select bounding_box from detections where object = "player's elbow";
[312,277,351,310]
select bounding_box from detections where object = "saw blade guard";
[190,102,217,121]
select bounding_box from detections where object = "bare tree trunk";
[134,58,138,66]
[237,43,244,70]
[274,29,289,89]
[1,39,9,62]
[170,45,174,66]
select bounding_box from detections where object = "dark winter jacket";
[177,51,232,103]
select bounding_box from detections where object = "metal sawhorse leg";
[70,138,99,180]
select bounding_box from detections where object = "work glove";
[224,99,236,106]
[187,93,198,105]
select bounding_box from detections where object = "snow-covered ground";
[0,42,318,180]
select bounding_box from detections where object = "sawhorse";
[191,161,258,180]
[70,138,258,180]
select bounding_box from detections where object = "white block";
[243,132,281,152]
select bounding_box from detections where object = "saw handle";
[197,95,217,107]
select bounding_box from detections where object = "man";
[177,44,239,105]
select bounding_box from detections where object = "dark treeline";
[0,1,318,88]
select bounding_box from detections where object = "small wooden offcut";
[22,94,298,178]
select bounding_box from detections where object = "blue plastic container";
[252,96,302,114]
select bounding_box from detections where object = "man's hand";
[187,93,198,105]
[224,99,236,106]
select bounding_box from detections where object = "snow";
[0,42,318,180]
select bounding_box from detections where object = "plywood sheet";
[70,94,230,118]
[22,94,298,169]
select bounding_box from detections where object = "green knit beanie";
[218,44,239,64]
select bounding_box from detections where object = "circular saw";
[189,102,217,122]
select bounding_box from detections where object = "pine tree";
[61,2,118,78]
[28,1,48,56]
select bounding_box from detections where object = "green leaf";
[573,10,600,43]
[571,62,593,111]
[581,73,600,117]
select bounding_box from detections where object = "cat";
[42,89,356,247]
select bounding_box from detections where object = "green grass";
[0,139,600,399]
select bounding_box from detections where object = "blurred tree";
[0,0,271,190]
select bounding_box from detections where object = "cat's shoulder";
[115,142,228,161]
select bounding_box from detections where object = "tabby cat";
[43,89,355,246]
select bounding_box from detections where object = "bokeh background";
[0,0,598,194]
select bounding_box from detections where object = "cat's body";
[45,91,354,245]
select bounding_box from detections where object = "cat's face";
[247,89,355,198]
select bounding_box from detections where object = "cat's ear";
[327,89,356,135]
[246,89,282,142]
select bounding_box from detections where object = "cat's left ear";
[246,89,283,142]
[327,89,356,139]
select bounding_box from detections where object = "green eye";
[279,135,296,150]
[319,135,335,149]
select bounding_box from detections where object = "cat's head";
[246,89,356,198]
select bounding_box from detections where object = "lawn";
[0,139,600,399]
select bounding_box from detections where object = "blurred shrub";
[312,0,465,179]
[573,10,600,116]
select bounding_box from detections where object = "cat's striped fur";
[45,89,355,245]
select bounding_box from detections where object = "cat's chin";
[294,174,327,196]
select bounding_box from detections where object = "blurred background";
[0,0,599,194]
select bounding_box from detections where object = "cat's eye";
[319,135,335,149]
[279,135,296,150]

• **Written task**
Format every line of the records above as a Markdown table with the columns Row and Text, numbering the lines in order and omitting any blank ones.

• **Worked solution**
| Row | Text |
|---|---|
| 1 | select bounding_box from detections where object = "player's elbow"; |
| 2 | [312,277,351,310] |
| 3 | select bounding_box from detections where object = "saw blade guard"; |
| 4 | [190,102,217,121] |
| 5 | select bounding_box from detections where object = "bare tree trunk"; |
| 6 | [134,58,138,66] |
| 7 | [237,43,244,70] |
| 8 | [274,29,289,89] |
| 9 | [1,39,9,62] |
| 10 | [170,45,174,66] |
| 11 | select bounding_box from detections where object = "dark winter jacket"; |
| 12 | [177,51,232,103] |
| 13 | select bounding_box from detections where object = "metal sawhorse leg"; |
| 14 | [70,138,99,180] |
| 15 | select bounding_box from detections where object = "work glove"; |
| 16 | [224,99,236,106] |
| 17 | [187,93,198,105] |
| 18 | select bounding_box from detections where object = "snow-covered ground"; |
| 19 | [0,42,318,180] |
| 20 | select bounding_box from detections where object = "sawhorse"; |
| 21 | [191,161,258,180] |
| 22 | [70,138,258,180] |
| 23 | select bounding_box from detections where object = "white block"; |
| 24 | [243,132,281,152] |
| 25 | select bounding_box from detections where object = "saw handle"; |
| 26 | [197,95,217,107] |
| 27 | select bounding_box from detections where object = "man"; |
| 28 | [177,44,239,105] |
| 29 | select bounding_box from detections where object = "dark treeline"; |
| 30 | [0,1,318,88] |
| 31 | select bounding_box from detections where object = "small wooden offcut"; |
| 32 | [22,94,298,178] |
| 33 | select bounding_box from detections where object = "blue plastic container"; |
| 34 | [252,96,302,114] |
| 35 | select bounding_box from detections where object = "man's hand"; |
| 36 | [187,93,198,105] |
| 37 | [224,99,236,106] |
| 38 | select bounding_box from detections where object = "snow"; |
| 39 | [0,42,318,180] |
| 40 | select bounding_box from detections where object = "plywood sheet"; |
| 41 | [70,94,230,118] |
| 42 | [22,94,298,169] |
| 43 | select bounding_box from detections where object = "green knit beanie"; |
| 44 | [218,44,239,64] |
| 45 | select bounding_box from detections where object = "circular saw"; |
| 46 | [189,102,217,122] |
| 47 | select bounding_box from detections where object = "pine tree"; |
| 48 | [61,2,118,78] |
| 49 | [28,1,48,56] |
| 50 | select bounding_box from detections where object = "green leaf"; |
| 51 | [573,10,600,43] |
| 52 | [571,62,593,111] |
| 53 | [581,73,600,117] |
| 54 | select bounding_box from detections where object = "cat"; |
| 55 | [42,89,356,247] |
| 56 | select bounding_box from detections where object = "green grass"; |
| 57 | [0,139,600,399] |
| 58 | select bounding_box from detections where object = "blurred tree"; |
| 59 | [0,0,271,190] |
| 60 | select bounding_box from detections where object = "cat's shoulder"; |
| 61 | [115,142,228,161] |
| 62 | select bounding_box from detections where object = "tabby cat"; |
| 63 | [43,89,355,246] |
| 64 | select bounding_box from detections where object = "bokeh background"; |
| 65 | [0,0,598,194] |
| 66 | select bounding_box from detections where object = "cat's body"; |
| 67 | [45,91,354,245] |
| 68 | select bounding_box from detections where object = "cat's face"; |
| 69 | [247,89,355,198] |
| 70 | select bounding_box from detections where object = "cat's ear"; |
| 71 | [327,89,356,135] |
| 72 | [246,89,282,142] |
| 73 | select bounding_box from detections where object = "cat's left ear"; |
| 74 | [246,89,283,142] |
| 75 | [327,89,356,139] |
| 76 | select bounding_box from detections where object = "green eye"; |
| 77 | [279,135,296,150] |
| 78 | [319,135,335,149] |
| 79 | select bounding_box from detections where object = "cat's head"; |
| 80 | [246,89,356,198] |
| 81 | select bounding_box from detections where object = "lawn"; |
| 82 | [0,139,600,399] |
| 83 | select bounding_box from detections where object = "blurred shrub"; |
| 84 | [312,0,465,179] |
| 85 | [573,10,600,116] |
| 86 | select bounding_box from detections where object = "cat's striped fur"; |
| 87 | [45,89,355,245] |
| 88 | select bounding_box from detections where object = "cat's chin"; |
| 89 | [294,174,327,196] |
| 90 | select bounding_box from detections where object = "blurred background"; |
| 91 | [0,0,599,194] |
| 92 | select bounding_box from detections where object = "cat's eye"; |
| 93 | [319,135,335,149] |
| 94 | [279,135,296,150] |